(Problem statement)
Rewrite the listing below, swapping "single marker" for "single dot" everywhere it occurs and changing nothing else.

(Excerpted data)
+===+
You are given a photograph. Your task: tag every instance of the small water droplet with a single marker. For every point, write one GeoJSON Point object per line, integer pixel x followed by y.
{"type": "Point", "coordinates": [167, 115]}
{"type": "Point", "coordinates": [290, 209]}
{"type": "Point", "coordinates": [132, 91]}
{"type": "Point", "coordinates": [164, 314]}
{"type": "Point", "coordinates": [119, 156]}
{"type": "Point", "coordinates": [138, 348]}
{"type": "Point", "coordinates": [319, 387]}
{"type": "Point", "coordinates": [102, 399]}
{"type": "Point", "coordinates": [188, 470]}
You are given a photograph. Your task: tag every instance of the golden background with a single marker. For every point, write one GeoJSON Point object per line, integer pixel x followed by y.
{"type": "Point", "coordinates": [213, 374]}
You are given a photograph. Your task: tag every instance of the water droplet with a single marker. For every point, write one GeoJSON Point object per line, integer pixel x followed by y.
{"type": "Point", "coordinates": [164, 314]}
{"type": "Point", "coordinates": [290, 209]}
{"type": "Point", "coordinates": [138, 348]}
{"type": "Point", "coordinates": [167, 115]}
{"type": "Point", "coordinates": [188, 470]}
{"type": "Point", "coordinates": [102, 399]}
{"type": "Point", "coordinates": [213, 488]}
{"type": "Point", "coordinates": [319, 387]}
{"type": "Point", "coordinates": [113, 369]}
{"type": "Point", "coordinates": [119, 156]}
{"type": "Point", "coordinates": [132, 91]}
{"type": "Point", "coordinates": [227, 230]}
+===+
(Written reply)
You are given a photograph. Your task: tag every instance of the small water droplet with a single dot. For every point, write one GeoJSON Point object per line, integer pixel x followed by y.
{"type": "Point", "coordinates": [167, 115]}
{"type": "Point", "coordinates": [290, 209]}
{"type": "Point", "coordinates": [132, 91]}
{"type": "Point", "coordinates": [164, 314]}
{"type": "Point", "coordinates": [119, 156]}
{"type": "Point", "coordinates": [138, 348]}
{"type": "Point", "coordinates": [319, 387]}
{"type": "Point", "coordinates": [102, 399]}
{"type": "Point", "coordinates": [188, 470]}
You are given a photograph. Your task: tag every instance of the golden background with a single dot. For every point, write one GeoJSON Point object per line, integer pixel x followed by y.
{"type": "Point", "coordinates": [213, 374]}
You are given a photograph. Your task: tag every instance of the water droplet with a single dot. For every point, write one GeoJSON Point object per line, integer pixel x followed by y.
{"type": "Point", "coordinates": [164, 314]}
{"type": "Point", "coordinates": [290, 209]}
{"type": "Point", "coordinates": [138, 348]}
{"type": "Point", "coordinates": [167, 115]}
{"type": "Point", "coordinates": [188, 470]}
{"type": "Point", "coordinates": [102, 399]}
{"type": "Point", "coordinates": [213, 488]}
{"type": "Point", "coordinates": [319, 387]}
{"type": "Point", "coordinates": [113, 369]}
{"type": "Point", "coordinates": [119, 156]}
{"type": "Point", "coordinates": [132, 91]}
{"type": "Point", "coordinates": [227, 230]}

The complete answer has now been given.